# START OF Selected extract

Soft Actor Critic Training

Note

Type: Closed loop, learning based, model free

State/action space constraints: None

Optimal: Yes

Versatility: Swing-up and stabilization

Theory

The soft actor critic (SAC) algorithm is a reinforcement learning (RL) method. It belongs to the class of so called ‘model free’ methods, i.e. no knowledge about the system to be controlled is assumed. Instead, the controller is trained via interaction with the system, such that a (sub-)optimal mapping from state space to control command is learned. The learning process is guided by a reward function that encodes the task, similar to the usage of cost functions in optimal control.

SAC has two defining features. Firstly, the mapping from state space to control command is probabilistic. Secondly, the entropy of the contol output is maximized along with the reward function during training. In theory, this leads to robust controllers and reduces the probability of ending up in suboptimal local minima.

# END OF Selected extract
# START OF Raw data

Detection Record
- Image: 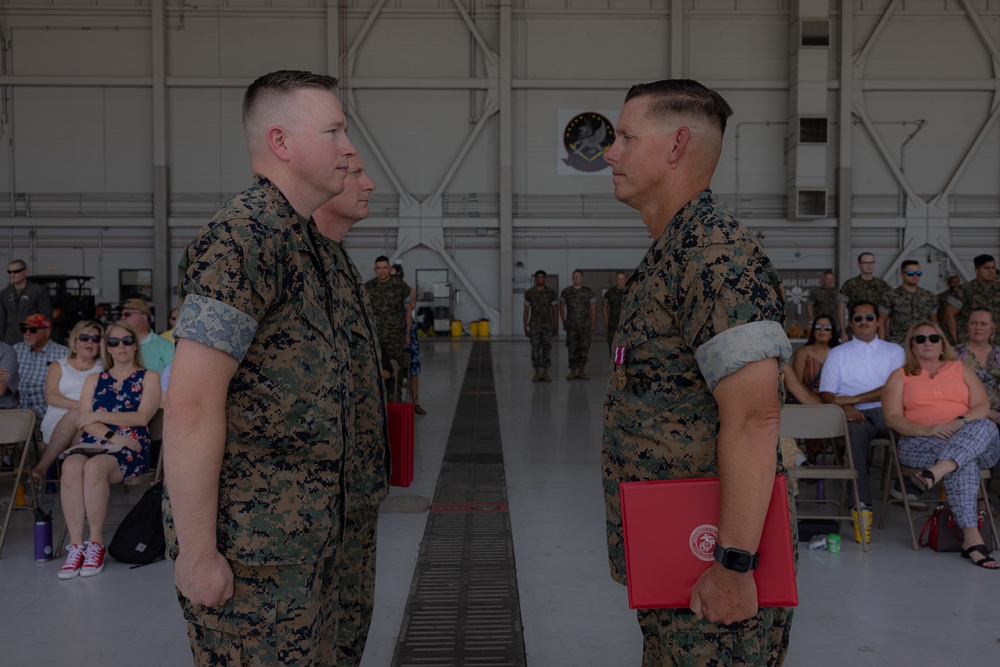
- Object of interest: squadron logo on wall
[563,111,615,172]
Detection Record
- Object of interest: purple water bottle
[35,507,52,563]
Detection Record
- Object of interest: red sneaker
[59,544,84,579]
[80,542,108,577]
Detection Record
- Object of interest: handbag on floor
[920,505,993,553]
[108,482,167,565]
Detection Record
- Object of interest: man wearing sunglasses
[819,301,916,536]
[0,259,52,345]
[837,252,892,340]
[944,255,1000,343]
[14,313,69,423]
[886,259,937,345]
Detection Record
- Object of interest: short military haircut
[243,69,337,133]
[851,301,878,317]
[625,79,733,134]
[972,255,996,269]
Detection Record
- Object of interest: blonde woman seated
[882,321,1000,570]
[31,320,104,488]
[59,322,160,579]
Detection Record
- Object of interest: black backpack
[108,482,167,565]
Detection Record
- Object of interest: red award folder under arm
[621,475,799,609]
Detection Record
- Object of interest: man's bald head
[243,70,337,154]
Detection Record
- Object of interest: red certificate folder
[386,403,413,486]
[621,475,799,609]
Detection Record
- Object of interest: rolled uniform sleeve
[174,236,277,362]
[680,244,792,391]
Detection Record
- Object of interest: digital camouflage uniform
[323,239,389,667]
[601,190,796,667]
[887,285,937,345]
[809,287,840,325]
[365,276,410,368]
[561,285,597,369]
[164,176,351,665]
[948,279,1000,343]
[604,287,625,350]
[524,286,558,368]
[840,276,892,324]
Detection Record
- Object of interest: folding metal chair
[878,433,997,550]
[781,404,868,551]
[0,409,38,554]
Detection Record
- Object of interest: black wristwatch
[712,543,760,572]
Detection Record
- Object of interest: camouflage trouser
[531,329,552,368]
[566,329,590,368]
[638,607,793,667]
[186,556,337,667]
[336,505,378,667]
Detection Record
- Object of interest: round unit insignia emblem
[563,111,615,172]
[688,523,719,561]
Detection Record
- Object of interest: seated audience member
[792,314,840,398]
[819,301,916,516]
[122,299,174,373]
[31,320,104,487]
[160,308,177,343]
[59,322,160,579]
[882,320,1000,570]
[955,310,1000,424]
[0,341,20,410]
[14,313,69,423]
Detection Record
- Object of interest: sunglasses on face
[108,336,135,347]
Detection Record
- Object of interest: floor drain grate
[392,342,526,667]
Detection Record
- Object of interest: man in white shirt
[819,301,906,509]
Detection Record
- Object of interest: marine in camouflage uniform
[887,260,937,345]
[524,270,559,382]
[604,271,626,352]
[314,158,389,667]
[163,70,357,667]
[560,271,597,380]
[945,255,1000,343]
[365,257,412,400]
[601,81,796,667]
[164,176,350,665]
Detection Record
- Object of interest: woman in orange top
[882,321,1000,570]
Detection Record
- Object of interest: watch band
[712,542,760,573]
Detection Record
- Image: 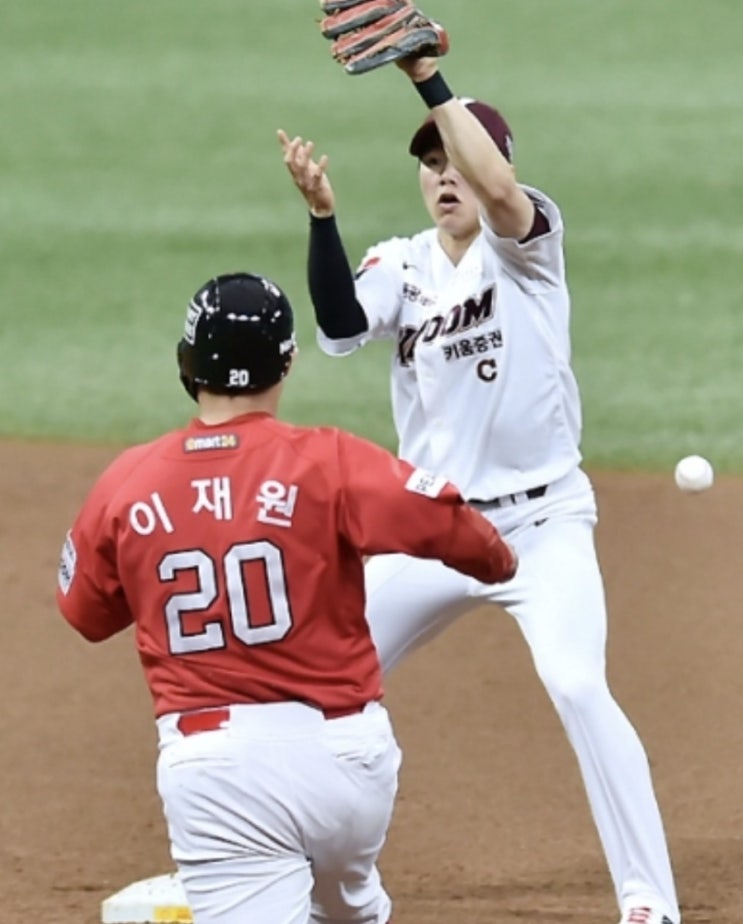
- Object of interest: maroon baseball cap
[408,99,513,162]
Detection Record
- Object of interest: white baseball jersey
[318,187,581,499]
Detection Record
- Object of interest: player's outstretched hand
[276,128,335,218]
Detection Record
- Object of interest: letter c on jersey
[477,359,498,382]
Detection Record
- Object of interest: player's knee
[540,670,610,715]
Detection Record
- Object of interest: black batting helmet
[178,273,296,400]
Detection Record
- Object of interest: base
[101,873,193,924]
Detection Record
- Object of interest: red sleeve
[339,433,515,584]
[57,454,133,642]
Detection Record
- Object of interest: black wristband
[413,71,454,109]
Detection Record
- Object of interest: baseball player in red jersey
[279,48,680,924]
[57,274,516,924]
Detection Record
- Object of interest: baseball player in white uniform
[279,48,680,924]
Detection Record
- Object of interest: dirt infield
[0,442,743,924]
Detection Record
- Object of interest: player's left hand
[395,57,439,83]
[276,128,335,218]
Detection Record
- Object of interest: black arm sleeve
[307,215,369,340]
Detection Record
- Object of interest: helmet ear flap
[176,338,198,401]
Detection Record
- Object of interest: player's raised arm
[398,58,534,240]
[277,129,369,340]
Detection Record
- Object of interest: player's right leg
[307,703,401,924]
[365,555,474,673]
[158,703,399,924]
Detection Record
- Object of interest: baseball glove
[320,0,449,74]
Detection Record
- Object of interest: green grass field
[0,0,743,471]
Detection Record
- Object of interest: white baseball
[675,456,715,493]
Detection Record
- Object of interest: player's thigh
[307,705,401,924]
[501,517,606,679]
[178,854,313,924]
[158,722,316,924]
[365,555,473,672]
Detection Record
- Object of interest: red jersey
[57,413,513,716]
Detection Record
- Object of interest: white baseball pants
[366,470,679,921]
[157,703,401,924]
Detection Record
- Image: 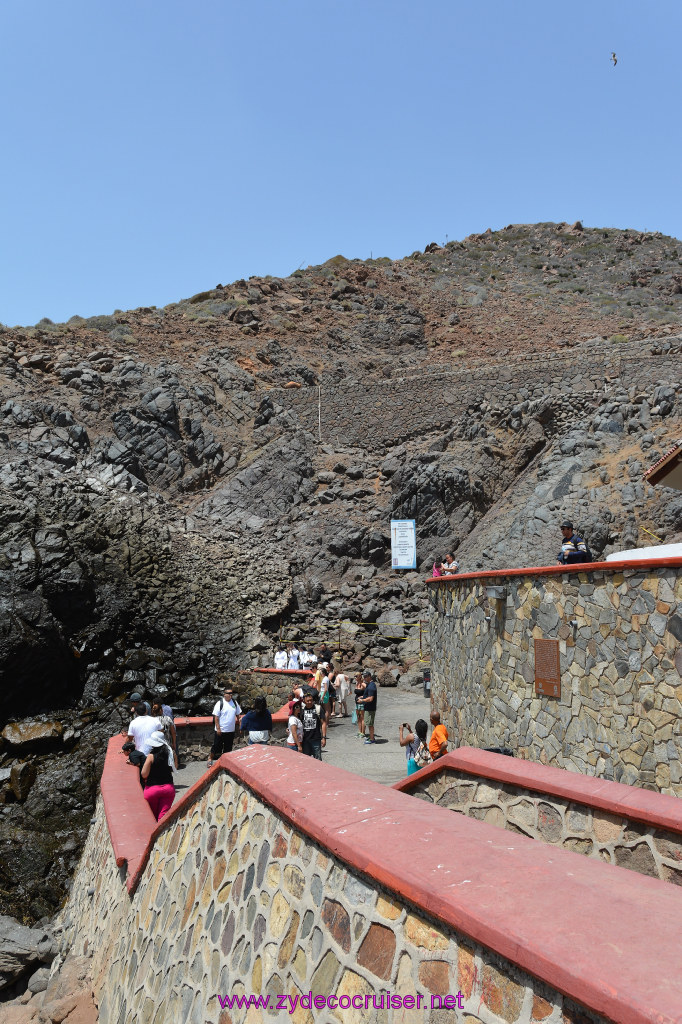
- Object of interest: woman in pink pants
[140,732,175,821]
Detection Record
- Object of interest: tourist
[398,719,417,774]
[289,683,319,703]
[359,669,378,743]
[429,711,447,761]
[130,690,152,715]
[440,554,460,575]
[557,519,592,565]
[140,731,175,821]
[353,672,365,739]
[287,700,303,754]
[128,701,159,764]
[400,718,433,775]
[317,643,332,663]
[302,693,327,761]
[208,686,242,768]
[152,703,178,771]
[334,672,350,718]
[240,696,272,744]
[287,644,300,672]
[319,662,331,722]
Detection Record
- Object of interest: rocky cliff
[0,224,682,921]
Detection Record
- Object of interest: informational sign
[391,519,417,569]
[536,640,561,697]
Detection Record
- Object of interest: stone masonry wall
[62,771,604,1024]
[429,563,682,796]
[411,769,682,886]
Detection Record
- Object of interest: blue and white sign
[391,519,417,569]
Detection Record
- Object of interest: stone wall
[410,769,682,886]
[429,559,682,796]
[61,752,672,1024]
[274,339,679,449]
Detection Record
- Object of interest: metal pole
[317,384,322,441]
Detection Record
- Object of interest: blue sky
[0,0,682,325]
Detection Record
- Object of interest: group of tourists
[123,647,447,821]
[273,643,318,672]
[433,554,460,577]
[432,519,594,577]
[287,662,378,761]
[208,685,272,768]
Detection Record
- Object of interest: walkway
[175,687,430,794]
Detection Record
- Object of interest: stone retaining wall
[62,772,605,1024]
[410,769,682,886]
[429,559,682,796]
[267,340,679,447]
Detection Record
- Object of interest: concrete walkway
[323,687,431,785]
[175,687,431,796]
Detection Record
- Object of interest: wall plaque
[536,640,561,697]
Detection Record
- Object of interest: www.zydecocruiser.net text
[218,989,464,1014]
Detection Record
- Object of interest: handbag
[415,743,433,768]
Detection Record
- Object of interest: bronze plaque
[536,640,561,697]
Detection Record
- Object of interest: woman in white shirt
[287,701,303,754]
[287,647,299,672]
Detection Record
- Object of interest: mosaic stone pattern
[57,772,603,1024]
[429,568,682,796]
[411,770,682,886]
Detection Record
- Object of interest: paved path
[323,687,431,785]
[175,687,430,795]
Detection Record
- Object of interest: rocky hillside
[0,224,682,921]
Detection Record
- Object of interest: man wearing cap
[209,686,242,768]
[301,693,327,761]
[128,701,160,760]
[557,519,590,565]
[356,669,377,743]
[130,690,152,715]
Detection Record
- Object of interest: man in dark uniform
[557,519,591,565]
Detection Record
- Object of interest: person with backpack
[557,519,592,565]
[240,694,272,745]
[301,693,327,761]
[400,718,433,775]
[208,686,242,768]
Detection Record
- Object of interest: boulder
[9,761,37,804]
[0,914,54,990]
[377,608,404,639]
[2,719,63,751]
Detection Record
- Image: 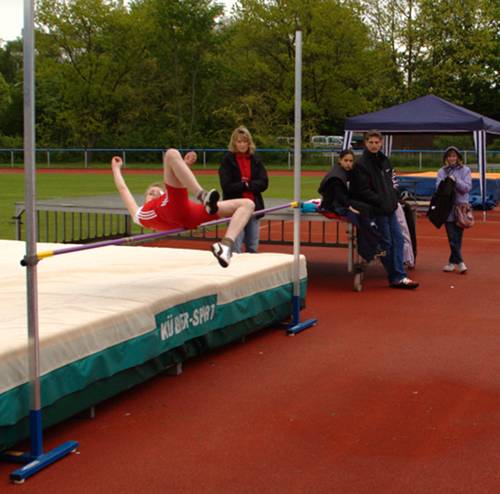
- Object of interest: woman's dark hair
[339,149,354,160]
[443,146,464,165]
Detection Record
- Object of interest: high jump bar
[21,201,300,266]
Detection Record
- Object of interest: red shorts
[136,185,219,231]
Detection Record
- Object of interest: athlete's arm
[111,156,139,218]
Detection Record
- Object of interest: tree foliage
[0,0,500,147]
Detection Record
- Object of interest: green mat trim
[0,279,307,451]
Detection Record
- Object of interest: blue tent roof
[345,94,500,134]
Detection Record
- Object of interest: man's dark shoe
[391,278,418,290]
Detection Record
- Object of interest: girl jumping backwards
[111,149,254,268]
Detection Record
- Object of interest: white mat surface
[0,240,307,393]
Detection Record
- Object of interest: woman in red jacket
[219,125,269,253]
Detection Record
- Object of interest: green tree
[132,0,227,146]
[213,0,397,143]
[36,0,147,147]
[0,39,23,147]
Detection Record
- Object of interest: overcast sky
[0,0,236,41]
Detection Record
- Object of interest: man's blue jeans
[444,221,464,264]
[375,213,407,284]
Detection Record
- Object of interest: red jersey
[134,185,219,232]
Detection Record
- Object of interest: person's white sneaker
[212,242,231,268]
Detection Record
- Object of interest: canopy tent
[344,94,500,204]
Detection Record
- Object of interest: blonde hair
[227,125,255,154]
[144,182,165,200]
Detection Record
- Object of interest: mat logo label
[160,304,215,340]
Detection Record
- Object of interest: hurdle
[25,201,300,266]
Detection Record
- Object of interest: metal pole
[23,0,43,456]
[2,0,78,482]
[288,29,316,335]
[293,30,302,312]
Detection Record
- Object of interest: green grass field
[0,173,320,240]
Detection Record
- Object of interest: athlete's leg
[217,199,255,242]
[212,199,255,268]
[163,149,220,214]
[163,149,203,197]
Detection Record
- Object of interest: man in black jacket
[350,131,418,289]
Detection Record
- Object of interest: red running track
[0,211,500,494]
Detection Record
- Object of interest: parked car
[311,136,344,149]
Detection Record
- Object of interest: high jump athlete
[111,149,254,268]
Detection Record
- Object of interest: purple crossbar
[41,202,294,257]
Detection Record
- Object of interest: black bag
[455,203,474,228]
[427,177,455,228]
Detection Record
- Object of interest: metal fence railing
[0,148,500,171]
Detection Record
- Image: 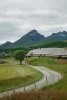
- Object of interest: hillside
[13,30,45,46]
[0,30,67,48]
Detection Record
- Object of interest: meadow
[30,57,67,91]
[0,59,42,92]
[0,57,67,100]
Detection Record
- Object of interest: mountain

# END OF Raw data

- _Set problem_: In the soft actor critic text, what guides the learning process? Rely only on the soft actor critic text.

- _Answer to this task_: A reward function that encodes the task.